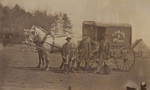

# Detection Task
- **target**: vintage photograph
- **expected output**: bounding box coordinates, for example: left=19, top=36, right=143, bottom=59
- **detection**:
left=0, top=0, right=150, bottom=90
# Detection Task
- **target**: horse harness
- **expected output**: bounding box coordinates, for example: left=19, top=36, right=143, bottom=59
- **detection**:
left=39, top=33, right=61, bottom=53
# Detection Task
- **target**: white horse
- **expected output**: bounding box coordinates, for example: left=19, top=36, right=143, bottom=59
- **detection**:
left=25, top=26, right=78, bottom=71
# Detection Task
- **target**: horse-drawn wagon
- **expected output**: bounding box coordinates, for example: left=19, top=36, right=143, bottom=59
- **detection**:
left=83, top=21, right=135, bottom=71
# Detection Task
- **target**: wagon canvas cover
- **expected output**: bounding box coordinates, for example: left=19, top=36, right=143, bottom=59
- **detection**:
left=0, top=0, right=150, bottom=90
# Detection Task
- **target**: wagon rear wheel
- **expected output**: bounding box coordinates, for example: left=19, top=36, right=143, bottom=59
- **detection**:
left=116, top=46, right=135, bottom=71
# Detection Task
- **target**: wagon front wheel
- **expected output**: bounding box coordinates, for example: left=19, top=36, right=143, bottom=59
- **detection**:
left=116, top=46, right=135, bottom=71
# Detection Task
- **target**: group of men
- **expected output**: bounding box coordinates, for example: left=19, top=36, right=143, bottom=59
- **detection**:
left=60, top=34, right=111, bottom=74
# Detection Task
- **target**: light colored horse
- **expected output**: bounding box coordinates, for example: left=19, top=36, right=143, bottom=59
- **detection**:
left=26, top=26, right=78, bottom=71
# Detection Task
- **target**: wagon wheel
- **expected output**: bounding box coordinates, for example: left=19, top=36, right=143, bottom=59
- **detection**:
left=88, top=51, right=99, bottom=69
left=80, top=51, right=99, bottom=69
left=116, top=46, right=135, bottom=71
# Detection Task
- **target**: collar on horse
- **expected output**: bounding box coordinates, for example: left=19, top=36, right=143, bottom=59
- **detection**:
left=39, top=33, right=61, bottom=52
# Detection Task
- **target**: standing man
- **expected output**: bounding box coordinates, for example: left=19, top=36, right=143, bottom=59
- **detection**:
left=77, top=35, right=91, bottom=73
left=94, top=34, right=111, bottom=73
left=62, top=37, right=73, bottom=74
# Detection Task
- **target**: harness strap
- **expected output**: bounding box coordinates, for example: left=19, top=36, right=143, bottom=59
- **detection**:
left=40, top=33, right=49, bottom=44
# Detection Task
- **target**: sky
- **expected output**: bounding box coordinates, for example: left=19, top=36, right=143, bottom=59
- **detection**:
left=0, top=0, right=150, bottom=47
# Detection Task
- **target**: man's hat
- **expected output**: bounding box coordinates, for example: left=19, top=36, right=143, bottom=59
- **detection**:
left=66, top=37, right=71, bottom=40
left=103, top=33, right=108, bottom=38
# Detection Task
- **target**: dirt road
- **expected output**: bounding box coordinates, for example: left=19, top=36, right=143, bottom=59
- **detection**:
left=0, top=44, right=150, bottom=90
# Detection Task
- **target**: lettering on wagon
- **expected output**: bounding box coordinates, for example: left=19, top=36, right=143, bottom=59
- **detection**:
left=112, top=30, right=126, bottom=43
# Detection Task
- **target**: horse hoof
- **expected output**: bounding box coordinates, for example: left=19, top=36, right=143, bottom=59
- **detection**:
left=37, top=65, right=41, bottom=68
left=45, top=68, right=49, bottom=71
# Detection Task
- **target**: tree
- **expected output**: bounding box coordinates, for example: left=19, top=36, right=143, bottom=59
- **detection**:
left=62, top=14, right=72, bottom=32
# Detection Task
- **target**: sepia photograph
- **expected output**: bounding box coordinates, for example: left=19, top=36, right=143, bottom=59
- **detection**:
left=0, top=0, right=150, bottom=90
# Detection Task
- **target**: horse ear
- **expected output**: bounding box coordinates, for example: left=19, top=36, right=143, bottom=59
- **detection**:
left=31, top=31, right=35, bottom=34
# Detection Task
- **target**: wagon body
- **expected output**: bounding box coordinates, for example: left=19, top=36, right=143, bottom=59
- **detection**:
left=83, top=21, right=132, bottom=46
left=82, top=21, right=135, bottom=71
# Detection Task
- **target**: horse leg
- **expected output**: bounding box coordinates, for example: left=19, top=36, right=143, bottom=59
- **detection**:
left=37, top=50, right=42, bottom=68
left=45, top=51, right=50, bottom=71
left=59, top=58, right=65, bottom=69
left=41, top=52, right=44, bottom=66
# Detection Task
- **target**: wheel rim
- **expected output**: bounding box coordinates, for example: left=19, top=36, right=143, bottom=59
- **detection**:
left=116, top=47, right=135, bottom=71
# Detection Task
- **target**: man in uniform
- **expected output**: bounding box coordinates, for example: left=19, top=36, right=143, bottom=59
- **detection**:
left=62, top=37, right=73, bottom=74
left=94, top=34, right=111, bottom=73
left=77, top=35, right=91, bottom=73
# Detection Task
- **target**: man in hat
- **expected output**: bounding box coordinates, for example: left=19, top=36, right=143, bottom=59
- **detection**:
left=77, top=35, right=91, bottom=73
left=62, top=37, right=73, bottom=74
left=94, top=34, right=111, bottom=73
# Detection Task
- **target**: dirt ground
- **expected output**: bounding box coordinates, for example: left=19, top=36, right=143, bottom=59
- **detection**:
left=0, top=44, right=150, bottom=90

Brief> Please reproduce all of the material above with "Detection Task" replaced by "Localization Task" throughout and everything else unchanged. Leave the pictures out.

Correct result>
# Localization Task
- **target**: vintage photograph
- **expected output**: bounding box coordinates, for example: left=19, top=36, right=143, bottom=59
- **detection**:
left=0, top=0, right=150, bottom=90
# Localization Task
- **target**: horse harness
- **expected output**: bounding box coordinates, for example: left=19, top=36, right=143, bottom=59
- **detection**:
left=39, top=33, right=61, bottom=53
# Localization Task
- **target**: white horse
- **expected output**: bounding box coordinates, for example: left=19, top=36, right=143, bottom=59
- **detection**:
left=25, top=26, right=78, bottom=71
# Localization Task
- **target**: horse-drawn wagon
- **expected output**: bounding box coordinates, for example: left=19, top=36, right=143, bottom=59
- **detection**:
left=83, top=21, right=135, bottom=71
# Localization Task
- **target**: wagon canvas cover
- **expected output**: bounding box coordinates, for example: left=19, top=36, right=143, bottom=59
- **detection**:
left=0, top=0, right=150, bottom=90
# Localization Task
- **target**: wagon rear wheel
- **expected output**: bounding box coordinates, for example: left=19, top=36, right=143, bottom=59
- **detection**:
left=116, top=46, right=135, bottom=71
# Localization Task
- **target**: wagon front wheel
- **expected output**: bounding box coordinates, for example: left=19, top=36, right=143, bottom=59
- **detection**:
left=116, top=46, right=135, bottom=71
# Localization Task
- **target**: group of men
- **expected output**: bounding box coordinates, for example: left=19, top=36, right=143, bottom=59
- **detection**:
left=60, top=34, right=111, bottom=74
# Localization Task
- **target**: light colored horse
- **expected output**: bounding box coordinates, for example: left=19, top=36, right=143, bottom=59
- **detection**:
left=26, top=26, right=78, bottom=71
# Localization Task
- **target**: wagon wheel
- **expected output**: bounding box coordinates, for example: left=19, top=36, right=143, bottom=59
- **detection**:
left=88, top=51, right=99, bottom=69
left=80, top=51, right=99, bottom=69
left=116, top=46, right=135, bottom=71
# Localization Task
- **target**: collar on horse
- **expected output**: bounding box coordinates, for example: left=19, top=36, right=143, bottom=59
- **detection**:
left=39, top=33, right=61, bottom=52
# Localization Task
- **target**: standing man
- **expected output**: bounding box coordinates, for example: left=19, top=36, right=143, bottom=59
- **detection**:
left=77, top=35, right=91, bottom=73
left=94, top=34, right=111, bottom=73
left=62, top=37, right=73, bottom=74
# Localization Task
- **target**: harness strap
- **expected output**: bounding box coordinates, for example: left=19, top=36, right=143, bottom=59
- **detection**:
left=40, top=33, right=49, bottom=44
# Localization Task
- **target**: sky
- **expected output**: bounding box coordinates, for example: left=19, top=36, right=143, bottom=59
- **detection**:
left=0, top=0, right=150, bottom=47
# Localization Task
- **target**: man's hat
- **expected output**: bounding box coordinates, for example: left=19, top=36, right=143, bottom=59
- **detection**:
left=66, top=37, right=71, bottom=40
left=103, top=33, right=108, bottom=38
# Localization Task
- **target**: dirt road
- **expected output**: bounding box coordinates, for example: left=19, top=36, right=143, bottom=59
- **detection**:
left=0, top=44, right=150, bottom=90
# Localization Task
- **target**: lettering on wagon
- **expected output**: bounding box coordinates, for example: left=19, top=36, right=143, bottom=59
- **detection**:
left=112, top=30, right=126, bottom=43
# Localization Task
- **target**: horse hoof
- **expected output**: bounding box coordinates, for example: left=19, top=36, right=143, bottom=59
- **detection**:
left=37, top=65, right=41, bottom=68
left=45, top=68, right=49, bottom=71
# Localization Task
- **target**: tree
- **expected output**: bounding box coordinates, for example: left=19, top=36, right=143, bottom=59
- **detection**:
left=62, top=14, right=72, bottom=32
# Localization Task
- **target**: sepia photograph
- **expected output**: bounding box coordinates, for example: left=19, top=36, right=143, bottom=59
- **detection**:
left=0, top=0, right=150, bottom=90
# Localization Task
- **target**: horse ear
- **expected output**: bounding box coordinates, for example: left=19, top=36, right=143, bottom=59
- **detection**:
left=31, top=31, right=35, bottom=34
# Localization Task
- **target**: wagon body
- **expected output**: bounding box coordinates, for example: left=19, top=36, right=143, bottom=59
- **detection**:
left=83, top=21, right=132, bottom=46
left=82, top=21, right=135, bottom=71
# Localization Task
- **target**: horse leg
- **expected output**: bounding box coordinates, for example: left=19, top=36, right=143, bottom=59
- **detection**:
left=37, top=50, right=42, bottom=68
left=45, top=51, right=50, bottom=71
left=59, top=58, right=65, bottom=69
left=41, top=52, right=44, bottom=66
# Localization Task
- **target**: wheel rim
- **expected output**: bounding box coordinates, for example: left=19, top=36, right=143, bottom=59
- **detection**:
left=116, top=47, right=135, bottom=71
# Localization Task
- **target**: man in uniform
- **expected output**: bounding box coordinates, for example: left=19, top=36, right=143, bottom=59
- **detection**:
left=62, top=37, right=73, bottom=74
left=94, top=34, right=111, bottom=73
left=77, top=35, right=91, bottom=73
# Localization Task
- **target**: man in hat
- **expected output**: bounding box coordinates, for example: left=19, top=36, right=143, bottom=59
- **detection**:
left=77, top=35, right=91, bottom=73
left=62, top=37, right=73, bottom=74
left=94, top=34, right=111, bottom=73
# Localization Task
- **target**: dirt ground
- **expected output**: bounding box coordinates, for example: left=19, top=36, right=143, bottom=59
- **detection**:
left=0, top=44, right=150, bottom=90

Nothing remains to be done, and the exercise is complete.